start Material provided

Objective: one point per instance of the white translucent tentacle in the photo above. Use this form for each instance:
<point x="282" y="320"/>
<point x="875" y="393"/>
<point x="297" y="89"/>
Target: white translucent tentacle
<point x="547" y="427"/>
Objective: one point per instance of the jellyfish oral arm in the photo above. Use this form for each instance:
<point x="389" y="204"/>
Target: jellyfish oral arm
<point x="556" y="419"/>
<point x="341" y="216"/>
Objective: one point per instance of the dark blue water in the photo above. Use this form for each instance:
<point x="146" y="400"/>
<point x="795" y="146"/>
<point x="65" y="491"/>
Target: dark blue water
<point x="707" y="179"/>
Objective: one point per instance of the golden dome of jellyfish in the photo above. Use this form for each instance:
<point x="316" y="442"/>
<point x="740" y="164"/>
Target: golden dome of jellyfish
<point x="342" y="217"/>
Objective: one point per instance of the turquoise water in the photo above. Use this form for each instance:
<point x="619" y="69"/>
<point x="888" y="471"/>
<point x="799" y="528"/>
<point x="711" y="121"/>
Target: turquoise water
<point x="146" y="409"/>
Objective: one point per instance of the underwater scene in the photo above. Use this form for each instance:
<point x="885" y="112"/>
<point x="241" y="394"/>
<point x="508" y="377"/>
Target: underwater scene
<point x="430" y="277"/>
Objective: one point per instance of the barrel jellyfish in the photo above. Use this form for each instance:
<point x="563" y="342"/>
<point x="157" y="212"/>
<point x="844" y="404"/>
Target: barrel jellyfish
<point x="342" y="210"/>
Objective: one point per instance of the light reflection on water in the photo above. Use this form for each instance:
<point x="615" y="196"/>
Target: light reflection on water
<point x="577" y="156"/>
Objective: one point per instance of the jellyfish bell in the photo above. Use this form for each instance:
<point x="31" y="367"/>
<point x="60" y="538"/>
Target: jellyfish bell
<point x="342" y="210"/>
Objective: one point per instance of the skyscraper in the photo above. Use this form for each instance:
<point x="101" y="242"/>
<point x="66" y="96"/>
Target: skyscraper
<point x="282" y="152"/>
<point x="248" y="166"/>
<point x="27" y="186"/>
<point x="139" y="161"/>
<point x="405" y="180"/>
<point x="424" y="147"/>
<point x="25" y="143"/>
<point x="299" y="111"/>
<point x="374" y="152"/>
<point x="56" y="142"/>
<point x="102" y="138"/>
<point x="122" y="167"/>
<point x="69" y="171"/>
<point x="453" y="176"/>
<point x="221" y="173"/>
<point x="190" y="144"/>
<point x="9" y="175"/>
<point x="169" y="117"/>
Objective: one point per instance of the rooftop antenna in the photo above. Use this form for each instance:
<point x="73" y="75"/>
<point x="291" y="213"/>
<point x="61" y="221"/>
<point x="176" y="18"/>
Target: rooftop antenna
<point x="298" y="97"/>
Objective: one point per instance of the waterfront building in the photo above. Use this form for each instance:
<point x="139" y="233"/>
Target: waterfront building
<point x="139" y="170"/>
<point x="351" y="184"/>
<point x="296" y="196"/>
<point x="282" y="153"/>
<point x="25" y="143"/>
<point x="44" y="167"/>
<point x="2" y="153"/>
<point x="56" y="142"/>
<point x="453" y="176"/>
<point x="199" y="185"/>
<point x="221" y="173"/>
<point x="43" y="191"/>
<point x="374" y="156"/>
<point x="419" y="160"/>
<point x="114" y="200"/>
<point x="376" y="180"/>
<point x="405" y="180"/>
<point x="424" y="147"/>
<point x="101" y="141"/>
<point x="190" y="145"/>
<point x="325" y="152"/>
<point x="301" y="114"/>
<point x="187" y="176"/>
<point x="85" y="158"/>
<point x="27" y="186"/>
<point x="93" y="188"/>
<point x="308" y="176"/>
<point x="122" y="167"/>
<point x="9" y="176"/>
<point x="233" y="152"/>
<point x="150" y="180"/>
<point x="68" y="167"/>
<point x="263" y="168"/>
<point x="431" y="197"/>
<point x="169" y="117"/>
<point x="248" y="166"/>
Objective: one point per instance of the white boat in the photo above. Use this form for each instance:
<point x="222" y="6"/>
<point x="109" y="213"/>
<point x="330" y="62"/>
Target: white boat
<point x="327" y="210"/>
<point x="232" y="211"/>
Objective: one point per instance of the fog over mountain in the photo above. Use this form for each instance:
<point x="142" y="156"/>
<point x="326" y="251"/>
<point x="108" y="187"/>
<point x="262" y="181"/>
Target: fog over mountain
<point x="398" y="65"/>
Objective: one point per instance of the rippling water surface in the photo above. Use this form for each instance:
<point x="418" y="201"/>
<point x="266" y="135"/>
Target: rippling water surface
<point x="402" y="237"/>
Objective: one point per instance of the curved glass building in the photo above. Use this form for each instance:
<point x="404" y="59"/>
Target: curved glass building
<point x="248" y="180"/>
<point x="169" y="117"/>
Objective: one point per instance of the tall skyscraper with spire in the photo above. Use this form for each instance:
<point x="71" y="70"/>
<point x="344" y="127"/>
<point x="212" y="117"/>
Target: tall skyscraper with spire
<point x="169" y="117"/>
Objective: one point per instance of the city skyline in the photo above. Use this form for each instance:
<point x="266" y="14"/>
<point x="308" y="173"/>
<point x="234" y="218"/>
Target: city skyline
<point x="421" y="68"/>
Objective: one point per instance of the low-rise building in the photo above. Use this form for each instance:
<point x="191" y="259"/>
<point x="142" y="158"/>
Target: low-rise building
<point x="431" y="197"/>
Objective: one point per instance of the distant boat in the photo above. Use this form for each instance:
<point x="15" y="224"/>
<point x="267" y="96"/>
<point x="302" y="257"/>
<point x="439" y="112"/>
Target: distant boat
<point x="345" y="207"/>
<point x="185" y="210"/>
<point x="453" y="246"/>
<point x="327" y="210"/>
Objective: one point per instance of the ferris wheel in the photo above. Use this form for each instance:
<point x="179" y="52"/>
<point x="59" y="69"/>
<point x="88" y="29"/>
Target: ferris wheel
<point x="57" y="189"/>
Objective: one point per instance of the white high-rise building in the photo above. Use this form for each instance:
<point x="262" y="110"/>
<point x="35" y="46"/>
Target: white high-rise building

end Material provided
start Material provided

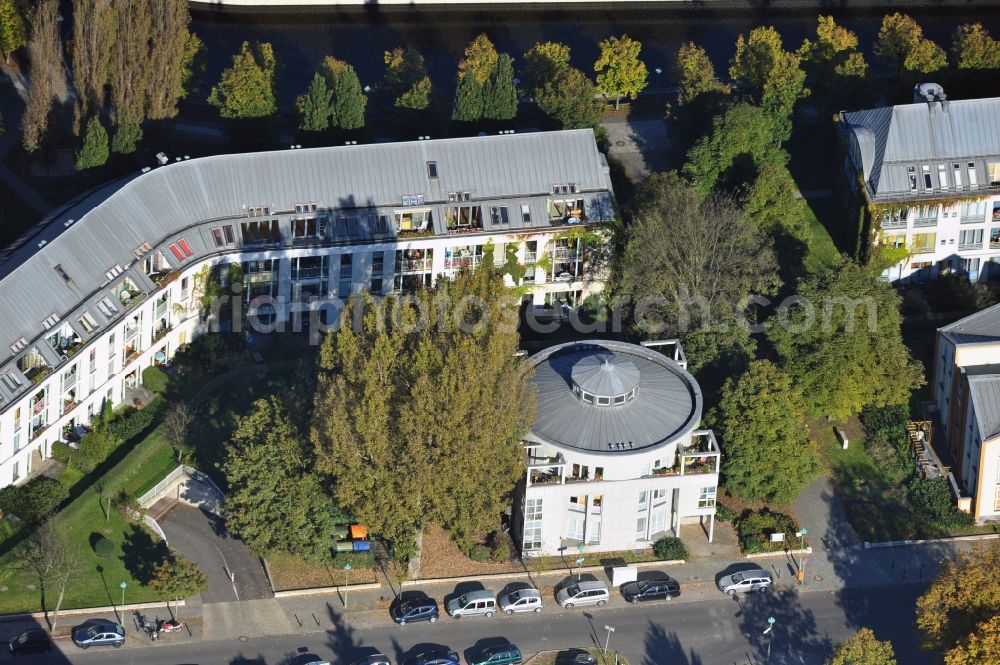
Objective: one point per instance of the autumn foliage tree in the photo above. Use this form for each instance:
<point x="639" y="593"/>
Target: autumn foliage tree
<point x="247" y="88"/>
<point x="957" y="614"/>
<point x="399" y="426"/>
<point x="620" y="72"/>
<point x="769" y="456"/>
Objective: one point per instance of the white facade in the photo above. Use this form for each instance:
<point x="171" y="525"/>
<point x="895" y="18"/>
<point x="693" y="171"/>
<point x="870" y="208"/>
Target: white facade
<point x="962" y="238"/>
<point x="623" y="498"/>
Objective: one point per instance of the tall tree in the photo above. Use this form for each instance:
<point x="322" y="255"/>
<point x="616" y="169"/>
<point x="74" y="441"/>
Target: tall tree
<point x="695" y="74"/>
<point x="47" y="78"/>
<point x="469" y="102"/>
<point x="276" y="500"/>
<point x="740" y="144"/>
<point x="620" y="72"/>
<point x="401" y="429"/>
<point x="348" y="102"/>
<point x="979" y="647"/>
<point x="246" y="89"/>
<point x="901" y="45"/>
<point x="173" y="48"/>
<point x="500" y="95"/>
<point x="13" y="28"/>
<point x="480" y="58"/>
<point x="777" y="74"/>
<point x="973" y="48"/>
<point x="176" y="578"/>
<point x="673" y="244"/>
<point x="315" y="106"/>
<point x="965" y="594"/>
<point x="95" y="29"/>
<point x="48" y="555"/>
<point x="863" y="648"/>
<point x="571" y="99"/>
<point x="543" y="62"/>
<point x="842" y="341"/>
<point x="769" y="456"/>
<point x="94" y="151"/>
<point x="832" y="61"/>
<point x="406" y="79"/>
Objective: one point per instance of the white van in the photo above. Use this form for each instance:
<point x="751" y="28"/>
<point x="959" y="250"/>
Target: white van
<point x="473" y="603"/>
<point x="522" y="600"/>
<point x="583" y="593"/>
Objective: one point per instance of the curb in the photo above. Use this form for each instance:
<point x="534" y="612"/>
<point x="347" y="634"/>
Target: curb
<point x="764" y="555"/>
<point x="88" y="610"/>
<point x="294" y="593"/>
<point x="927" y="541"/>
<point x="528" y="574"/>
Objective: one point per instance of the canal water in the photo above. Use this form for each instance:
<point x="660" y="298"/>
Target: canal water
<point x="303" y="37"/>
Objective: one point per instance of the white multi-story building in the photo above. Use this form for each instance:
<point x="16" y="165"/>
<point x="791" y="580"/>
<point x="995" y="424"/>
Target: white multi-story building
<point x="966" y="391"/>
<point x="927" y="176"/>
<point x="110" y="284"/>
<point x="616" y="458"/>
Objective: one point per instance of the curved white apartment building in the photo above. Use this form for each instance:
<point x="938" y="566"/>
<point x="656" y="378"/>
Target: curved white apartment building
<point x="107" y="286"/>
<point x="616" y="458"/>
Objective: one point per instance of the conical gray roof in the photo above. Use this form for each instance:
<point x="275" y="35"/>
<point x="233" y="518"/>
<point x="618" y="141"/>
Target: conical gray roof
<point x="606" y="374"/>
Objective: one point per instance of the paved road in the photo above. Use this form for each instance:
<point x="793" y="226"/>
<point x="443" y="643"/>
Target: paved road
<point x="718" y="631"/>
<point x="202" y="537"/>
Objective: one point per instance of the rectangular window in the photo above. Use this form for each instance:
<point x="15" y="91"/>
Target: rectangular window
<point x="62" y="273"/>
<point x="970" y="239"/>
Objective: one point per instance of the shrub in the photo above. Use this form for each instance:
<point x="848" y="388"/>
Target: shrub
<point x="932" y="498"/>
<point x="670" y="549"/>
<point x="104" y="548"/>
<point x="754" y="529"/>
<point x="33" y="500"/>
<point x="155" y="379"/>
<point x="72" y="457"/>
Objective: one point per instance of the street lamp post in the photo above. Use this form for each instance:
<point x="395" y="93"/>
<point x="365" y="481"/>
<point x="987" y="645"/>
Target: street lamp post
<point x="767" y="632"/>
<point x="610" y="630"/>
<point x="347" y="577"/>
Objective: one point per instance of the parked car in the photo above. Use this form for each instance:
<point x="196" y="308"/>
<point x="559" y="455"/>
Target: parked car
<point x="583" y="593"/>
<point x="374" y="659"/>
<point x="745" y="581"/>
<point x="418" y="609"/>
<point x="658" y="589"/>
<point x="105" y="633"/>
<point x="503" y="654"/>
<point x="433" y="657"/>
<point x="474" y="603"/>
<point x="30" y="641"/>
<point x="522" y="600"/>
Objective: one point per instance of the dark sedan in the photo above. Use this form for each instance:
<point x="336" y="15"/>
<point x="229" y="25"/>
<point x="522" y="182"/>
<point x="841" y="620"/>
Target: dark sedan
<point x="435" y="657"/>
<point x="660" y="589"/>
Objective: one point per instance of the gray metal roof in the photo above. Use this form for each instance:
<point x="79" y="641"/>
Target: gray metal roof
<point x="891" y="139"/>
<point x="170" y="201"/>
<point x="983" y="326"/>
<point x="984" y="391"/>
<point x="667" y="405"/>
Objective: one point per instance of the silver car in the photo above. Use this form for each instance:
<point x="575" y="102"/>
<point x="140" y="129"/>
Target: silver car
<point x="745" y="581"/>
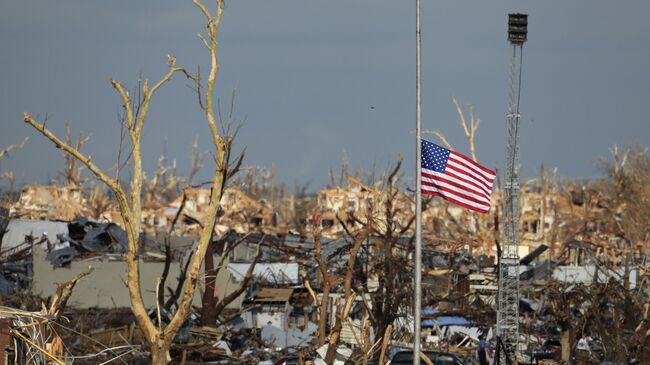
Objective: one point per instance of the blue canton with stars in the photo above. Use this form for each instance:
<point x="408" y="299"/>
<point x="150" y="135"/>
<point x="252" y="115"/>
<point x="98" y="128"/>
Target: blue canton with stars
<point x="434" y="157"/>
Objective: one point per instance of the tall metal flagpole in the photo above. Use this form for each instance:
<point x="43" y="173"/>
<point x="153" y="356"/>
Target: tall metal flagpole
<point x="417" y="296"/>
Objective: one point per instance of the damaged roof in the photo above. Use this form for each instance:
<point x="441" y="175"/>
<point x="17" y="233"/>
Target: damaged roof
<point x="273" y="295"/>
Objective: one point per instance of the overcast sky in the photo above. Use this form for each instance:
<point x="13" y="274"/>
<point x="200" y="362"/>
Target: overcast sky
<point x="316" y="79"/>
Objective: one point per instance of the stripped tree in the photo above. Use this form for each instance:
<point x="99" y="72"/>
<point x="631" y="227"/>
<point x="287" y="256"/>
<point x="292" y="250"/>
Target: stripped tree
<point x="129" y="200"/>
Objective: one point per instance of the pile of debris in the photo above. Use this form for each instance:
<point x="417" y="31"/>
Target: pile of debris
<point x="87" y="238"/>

end Material provided

→ **Job**
Pull out every line above that contains the word "rippling". Only an exact match in case counts.

→ **Solution for this problem**
Objective: one point per instance of the rippling water surface in the photo above. Use this form for each instance:
Target: rippling water surface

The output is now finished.